───── Belge metni ─────

Rüzgâr dindi, şimdi kaptan konuşacak!

CHP'li Bora Balcıoğlu'nun Silivri'de göreve gelişinin üzerinden bir yıl geçti. İlk yıl, her yeni yönetim için sancılıdır. Balcıoğlu'nun bu dönemde neler yaşadığını ve siyasi atmosferin ona nasıl avantaj ve dezavantajlar sunduğunu değerlendirelim.
1 yıl önce Silivri, 1 Nisan sabahına CHP'nin bir dönem aradan sonra yeniden kazandığı bir zaferle ve Bora Balcıoğlu'nun Belediye Başkanlığıyla uyandı. Şimdi bir bayram sabahındayız. Geriye dönüp bir yıllık iktidarın muhasebesini yapma zamanı.
Silivri'de iktidar, birinci yıl dönümünde “kazandık” hatırlatması yaparken; muhalefet ise sekteye uğrayan hizmet ve yatırımlardan söz ediyor. Herkes de Bora Balcıoğlu'nun ve CHP'nin daha çok hizmet ve yatırım için tercih edilmediğinin farkında aslında. Daha önemlisi; hükümet desteği olmaksızın ve önümüzde uzunca bir süre daha seçim takvimi olmadan, 2019-2024 döneminde kazandırılanların üstüne çıkmanın kolay olmayacağını biliyordu zaten.

─────

Yapılacak iş:
Silivri yazısına göre şu üç ifadenin her biri doğru mu, yanlış mı? Her birine evet ya da hayır deyin ve yazıdan belirleyici sözleri aynen aktarın: (a) Bora Balcıoğlu'nun Silivri'de göreve gelmesinin üzerinden bir yıl geçmiştir. (b) Birinci yıl dönümünde "kazandık" hatırlatmasını muhalefet yapmaktadır. (c) CHP, Silivri'yi o seçimde ilk kez kazanmıştır.

───── Kayıtlı bilgiler ─────

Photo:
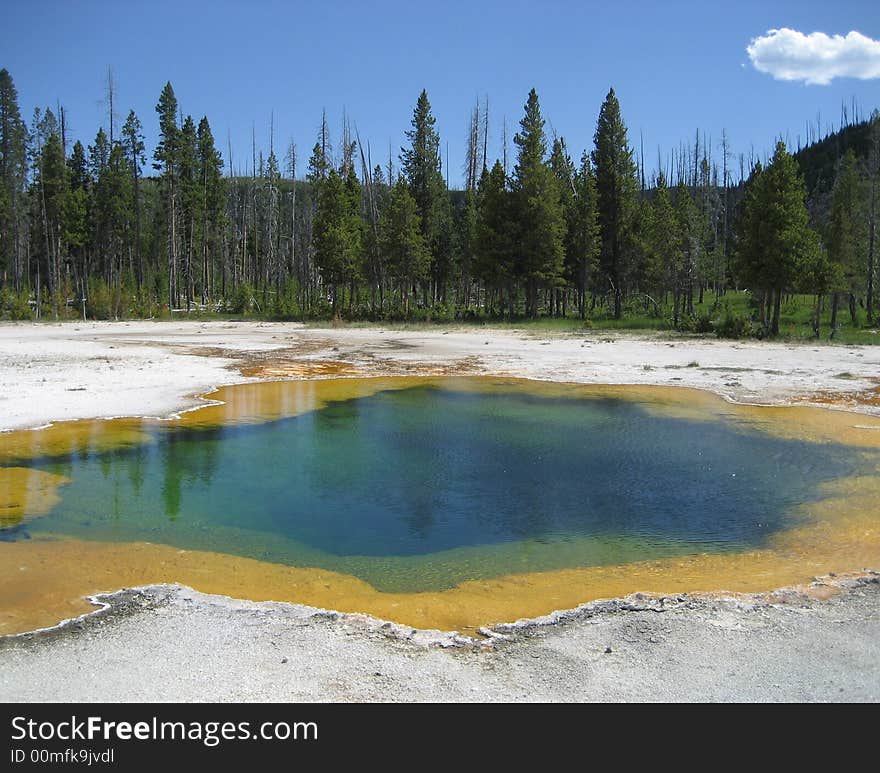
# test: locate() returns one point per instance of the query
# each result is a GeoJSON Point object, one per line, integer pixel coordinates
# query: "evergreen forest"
{"type": "Point", "coordinates": [704, 241]}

─────

Doğru cevap:
(a) Evet: "CHP'li Bora Balcıoğlu'nun Silivri'de göreve gelişinin üzerinden bir yıl geçti."
(b) Hayır: "Silivri'de iktidar, birinci yıl dönümünde “kazandık” hatırlatması yaparken; muhalefet ise sekteye uğrayan hizmet ve yatırımlardan söz ediyor."
(c) Hayır: "CHP'nin bir dönem aradan sonra yeniden kazandığı bir zaferle"